• _Description of the task_
Rewrite every one of the records below with "tag every instance of the target" changed to "mark each occurrence of the target" and everything else kept the same. Leave the pictures out of your answer.

* Begin *

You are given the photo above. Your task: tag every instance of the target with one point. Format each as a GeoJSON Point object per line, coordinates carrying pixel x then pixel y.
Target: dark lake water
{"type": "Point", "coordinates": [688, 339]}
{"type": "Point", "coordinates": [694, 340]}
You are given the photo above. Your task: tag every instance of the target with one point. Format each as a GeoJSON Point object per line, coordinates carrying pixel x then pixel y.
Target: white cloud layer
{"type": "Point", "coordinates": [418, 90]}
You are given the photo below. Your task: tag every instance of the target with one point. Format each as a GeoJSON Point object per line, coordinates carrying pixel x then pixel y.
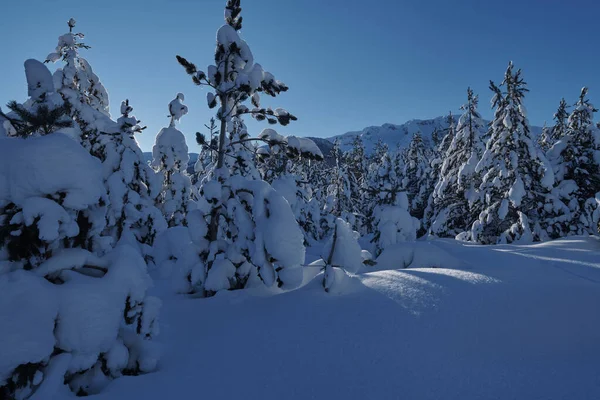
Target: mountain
{"type": "Point", "coordinates": [400, 135]}
{"type": "Point", "coordinates": [393, 135]}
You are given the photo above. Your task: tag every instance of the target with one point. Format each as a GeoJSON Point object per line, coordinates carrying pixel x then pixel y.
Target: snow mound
{"type": "Point", "coordinates": [46, 165]}
{"type": "Point", "coordinates": [420, 254]}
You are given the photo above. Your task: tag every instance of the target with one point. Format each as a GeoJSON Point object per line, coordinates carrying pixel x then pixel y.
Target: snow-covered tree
{"type": "Point", "coordinates": [388, 216]}
{"type": "Point", "coordinates": [170, 159]}
{"type": "Point", "coordinates": [81, 89]}
{"type": "Point", "coordinates": [133, 187]}
{"type": "Point", "coordinates": [436, 156]}
{"type": "Point", "coordinates": [341, 254]}
{"type": "Point", "coordinates": [251, 233]}
{"type": "Point", "coordinates": [576, 161]}
{"type": "Point", "coordinates": [417, 178]}
{"type": "Point", "coordinates": [81, 305]}
{"type": "Point", "coordinates": [515, 174]}
{"type": "Point", "coordinates": [561, 118]}
{"type": "Point", "coordinates": [455, 195]}
{"type": "Point", "coordinates": [339, 191]}
{"type": "Point", "coordinates": [545, 139]}
{"type": "Point", "coordinates": [356, 164]}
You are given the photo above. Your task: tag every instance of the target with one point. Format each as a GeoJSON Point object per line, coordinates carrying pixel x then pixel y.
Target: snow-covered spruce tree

* End *

• _Correct response_
You are given the photo above. Your task: mark each occurrence of the target with one point. Format each as a GeoJSON Point object per line, coordinates carrying pixel x then pixel y.
Target: dark lake water
{"type": "Point", "coordinates": [688, 339]}
{"type": "Point", "coordinates": [694, 340]}
You are given the photo above. Your task: mark each occurrence of the target with one point. Format each as a GeoJSON Point object per line, coordinates carrying pixel x then pixel y.
Target: white cloud layer
{"type": "Point", "coordinates": [418, 90]}
You are given the photo below. Your task: mark each occurrence of the target with one point. Format each as a GeoJSON Point object per line, coordinates carrying pixel x then pixel y.
Target: mountain
{"type": "Point", "coordinates": [400, 135]}
{"type": "Point", "coordinates": [393, 135]}
You are given the photo above. Your task: mark each occurrence of the target with one point. Format each as a GeoJSON Point object per line, coordinates carrying pixel x then pixel y.
Target: snow mound
{"type": "Point", "coordinates": [46, 165]}
{"type": "Point", "coordinates": [420, 254]}
You are given the photo above. Your task: mark each occurrence of the target with one point. Format each as a GeoJSON Point object per line, coordinates carrying pixel x then pixel y.
Target: snow-covered tree
{"type": "Point", "coordinates": [388, 216]}
{"type": "Point", "coordinates": [170, 159]}
{"type": "Point", "coordinates": [81, 89]}
{"type": "Point", "coordinates": [133, 187]}
{"type": "Point", "coordinates": [436, 156]}
{"type": "Point", "coordinates": [341, 254]}
{"type": "Point", "coordinates": [251, 233]}
{"type": "Point", "coordinates": [576, 161]}
{"type": "Point", "coordinates": [417, 178]}
{"type": "Point", "coordinates": [81, 305]}
{"type": "Point", "coordinates": [515, 174]}
{"type": "Point", "coordinates": [561, 118]}
{"type": "Point", "coordinates": [455, 195]}
{"type": "Point", "coordinates": [339, 191]}
{"type": "Point", "coordinates": [545, 139]}
{"type": "Point", "coordinates": [356, 164]}
You are given the photo above. Your task: mark each occurrence of the target with one point. Format each as a GeoJSON Point object per line, coordinates carrying pixel x then pixel y.
Target: snow-covered spruce tree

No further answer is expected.